→ ENTRIES SHOWN:
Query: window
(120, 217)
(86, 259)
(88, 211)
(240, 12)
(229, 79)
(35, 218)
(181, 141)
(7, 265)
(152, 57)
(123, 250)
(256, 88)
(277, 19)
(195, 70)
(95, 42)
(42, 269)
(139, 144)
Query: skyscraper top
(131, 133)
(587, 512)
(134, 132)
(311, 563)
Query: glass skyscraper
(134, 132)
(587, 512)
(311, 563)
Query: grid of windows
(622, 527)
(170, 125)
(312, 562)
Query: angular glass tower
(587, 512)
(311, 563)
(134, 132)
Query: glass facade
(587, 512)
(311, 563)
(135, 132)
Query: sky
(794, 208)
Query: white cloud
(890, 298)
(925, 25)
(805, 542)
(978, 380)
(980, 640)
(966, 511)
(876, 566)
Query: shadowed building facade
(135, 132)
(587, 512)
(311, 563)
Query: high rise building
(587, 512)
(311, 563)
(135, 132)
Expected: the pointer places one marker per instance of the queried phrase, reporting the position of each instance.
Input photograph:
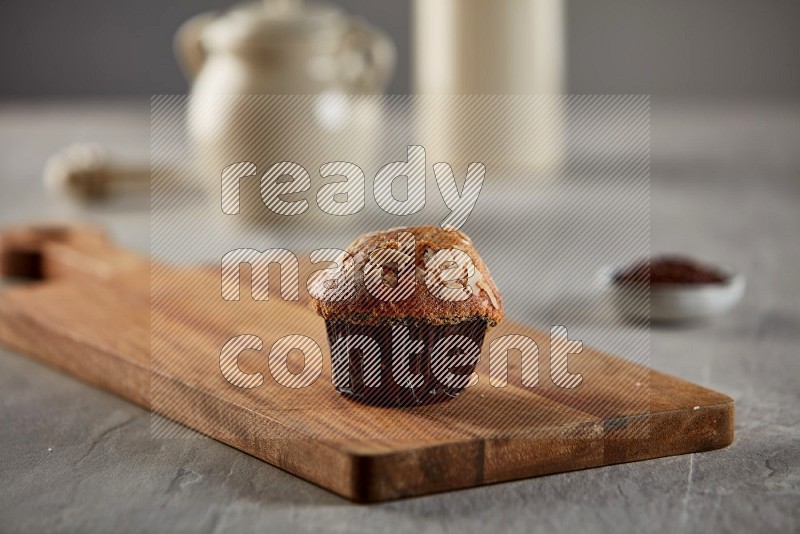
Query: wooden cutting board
(88, 312)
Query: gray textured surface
(725, 186)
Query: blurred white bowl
(674, 302)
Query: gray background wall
(85, 48)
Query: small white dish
(674, 302)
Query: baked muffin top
(410, 273)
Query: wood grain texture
(91, 314)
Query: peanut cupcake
(406, 313)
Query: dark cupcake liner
(349, 370)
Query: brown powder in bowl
(670, 270)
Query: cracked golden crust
(364, 308)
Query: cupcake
(406, 312)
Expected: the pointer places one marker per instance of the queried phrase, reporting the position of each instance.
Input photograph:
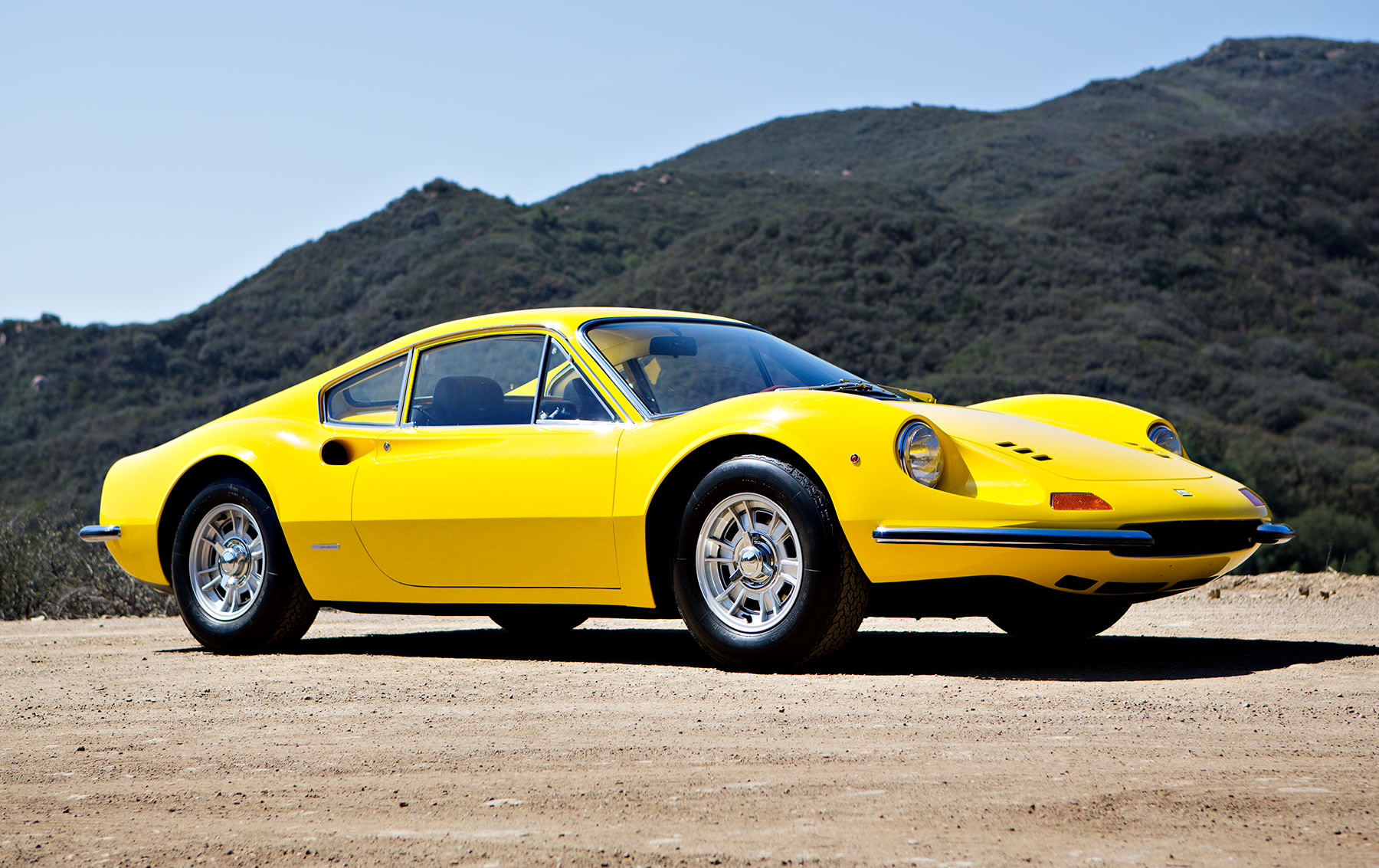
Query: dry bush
(46, 570)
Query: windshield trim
(617, 378)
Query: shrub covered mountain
(1201, 241)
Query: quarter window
(565, 395)
(483, 382)
(368, 398)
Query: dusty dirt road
(1234, 730)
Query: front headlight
(920, 453)
(1164, 437)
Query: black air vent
(1186, 539)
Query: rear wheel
(765, 577)
(1072, 618)
(234, 576)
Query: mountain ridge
(1227, 279)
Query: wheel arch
(186, 487)
(673, 493)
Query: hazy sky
(153, 155)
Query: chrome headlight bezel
(920, 453)
(1164, 437)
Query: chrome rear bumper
(100, 533)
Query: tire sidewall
(799, 631)
(255, 628)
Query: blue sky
(153, 155)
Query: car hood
(1056, 450)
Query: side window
(565, 396)
(483, 382)
(368, 398)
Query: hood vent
(1024, 450)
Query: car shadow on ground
(993, 656)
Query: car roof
(565, 320)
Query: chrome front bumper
(1050, 539)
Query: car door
(503, 477)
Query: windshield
(675, 366)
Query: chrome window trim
(505, 332)
(617, 378)
(618, 416)
(326, 420)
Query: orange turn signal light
(1077, 500)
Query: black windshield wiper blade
(858, 387)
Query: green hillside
(1200, 241)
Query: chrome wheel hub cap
(749, 563)
(227, 562)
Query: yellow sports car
(542, 467)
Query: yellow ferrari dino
(542, 467)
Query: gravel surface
(1233, 725)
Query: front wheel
(763, 576)
(234, 576)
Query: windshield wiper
(857, 387)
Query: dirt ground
(1239, 728)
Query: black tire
(280, 613)
(1060, 621)
(538, 621)
(830, 599)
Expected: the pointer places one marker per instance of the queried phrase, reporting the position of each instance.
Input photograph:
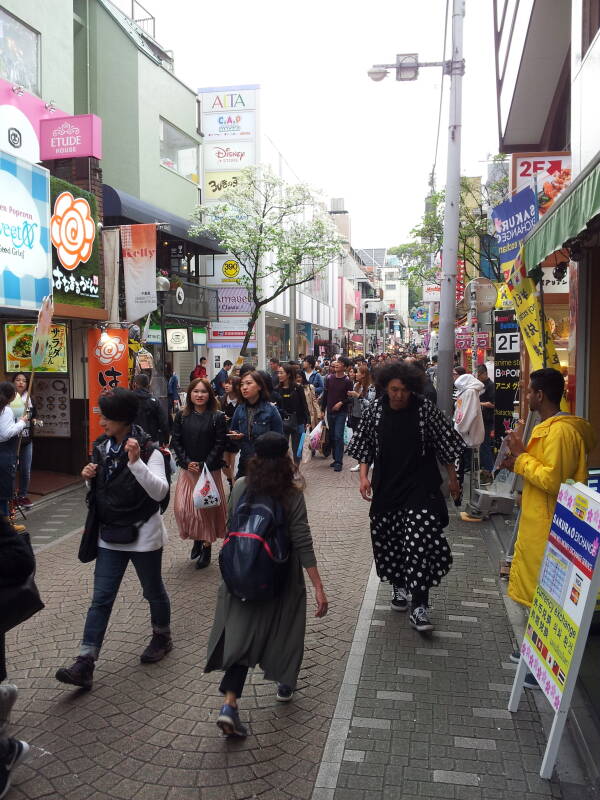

→ AIM OF THE EXERCISE:
Please recast all the lines above as a numbered list, skipping blank lines and leaving out the pictures.

→ FULL OUTPUT:
1. Query: window
2. (120, 217)
3. (86, 259)
4. (88, 211)
5. (240, 12)
6. (229, 79)
7. (35, 218)
8. (181, 141)
9. (7, 265)
10. (152, 57)
11. (123, 250)
12. (256, 88)
13. (277, 19)
14. (195, 70)
15. (95, 42)
16. (42, 269)
17. (139, 144)
18. Query: skyscraper top
19. (131, 133)
20. (587, 512)
21. (134, 132)
22. (311, 563)
23. Query: glass skyscraper
24. (134, 132)
25. (587, 512)
26. (311, 563)
27. Query: grid of windows
28. (622, 527)
29. (170, 125)
30. (312, 562)
31. Query: angular glass tower
32. (587, 512)
33. (311, 563)
34. (134, 132)
35. Query: glass facade
36. (587, 512)
37. (311, 563)
38. (135, 132)
39. Query: sky
40. (794, 208)
41. Query: white cloud
42. (890, 298)
43. (925, 25)
44. (805, 542)
45. (978, 380)
46. (980, 640)
47. (966, 511)
48. (876, 566)
49. Query: shadowed building facade
50. (135, 132)
51. (587, 512)
52. (311, 563)
53. Query: high rise building
54. (587, 512)
55. (311, 563)
56. (135, 132)
57. Expected: the pointer places one marker per instance of the queried phrase, reporting the position of each instance.
58. Input photograph:
59. Query: wooden cutting board
60. (88, 312)
61. Query: gray textured surface
62. (725, 186)
63. Query: blurred white bowl
64. (674, 302)
65. Query: gray background wall
66. (85, 48)
67. Query: small white dish
68. (674, 302)
69. Query: baked muffin top
70. (410, 273)
71. Query: wood grain texture
72. (91, 314)
73. Query: peanut cupcake
74. (406, 313)
75. Query: dark cupcake liner
76. (349, 370)
77. Query: brown powder in bowl
78. (670, 270)
79. Query: cracked golden crust
80. (364, 308)
81. Query: cupcake
82. (406, 312)
83. Expected: the pointer places one marker per instance of the queried phrase, reporting the position of each instance.
84. Input photograph:
85. Query: dry bush
86. (46, 570)
87. Query: windshield trim
88. (617, 378)
89. Query: shrub covered mountain
90. (1201, 241)
91. Query: quarter window
92. (565, 395)
93. (483, 382)
94. (368, 398)
95. Query: dusty dirt road
96. (1234, 730)
97. Query: front headlight
98. (920, 453)
99. (1164, 437)
100. Query: black air vent
101. (1186, 539)
102. Query: rear wheel
103. (765, 577)
104. (1072, 618)
105. (234, 576)
106. Query: mountain ridge
107. (1227, 279)
108. Query: wheel arch
109. (186, 487)
110. (673, 493)
111. Query: hazy sky
112. (153, 155)
113. Query: chrome headlight bezel
114. (920, 453)
115. (1164, 437)
116. Query: chrome rear bumper
117. (100, 533)
118. Query: tire sidewall
119. (799, 631)
120. (255, 628)
121. Query: blue sky
122. (153, 155)
123. Query: car hood
124. (1056, 450)
125. Query: side window
126. (565, 396)
127. (483, 382)
128. (368, 398)
129. Query: hood vent
130. (1024, 450)
131. Query: car shadow on ground
132. (993, 656)
133. Query: car roof
134. (565, 320)
135. Query: chrome front bumper
136. (1050, 539)
137. Query: car door
138. (503, 477)
139. Query: windshield
140. (675, 366)
141. Query: chrome window trim
142. (505, 332)
143. (617, 378)
144. (618, 416)
145. (326, 420)
146. Query: orange turn signal light
147. (1077, 500)
148. Query: black windshield wiper blade
149. (858, 387)
150. Query: green hillside
151. (1200, 241)
152. Query: chrome wheel hub cap
153. (749, 563)
154. (227, 562)
155. Query: yellow sports car
156. (542, 467)
157. Query: yellow ferrari dino
158. (542, 467)
159. Query: gravel surface
160. (1233, 725)
161. Query: front wheel
162. (763, 576)
163. (234, 576)
164. Query: windshield wiper
165. (857, 387)
166. Query: dirt ground
167. (1239, 728)
168. Query: black tire
169. (280, 613)
170. (1060, 621)
171. (538, 621)
172. (830, 599)
173. Expected: the pointer places one marker per instance of the queried phrase, reporting the position of each instance.
174. Input photograph:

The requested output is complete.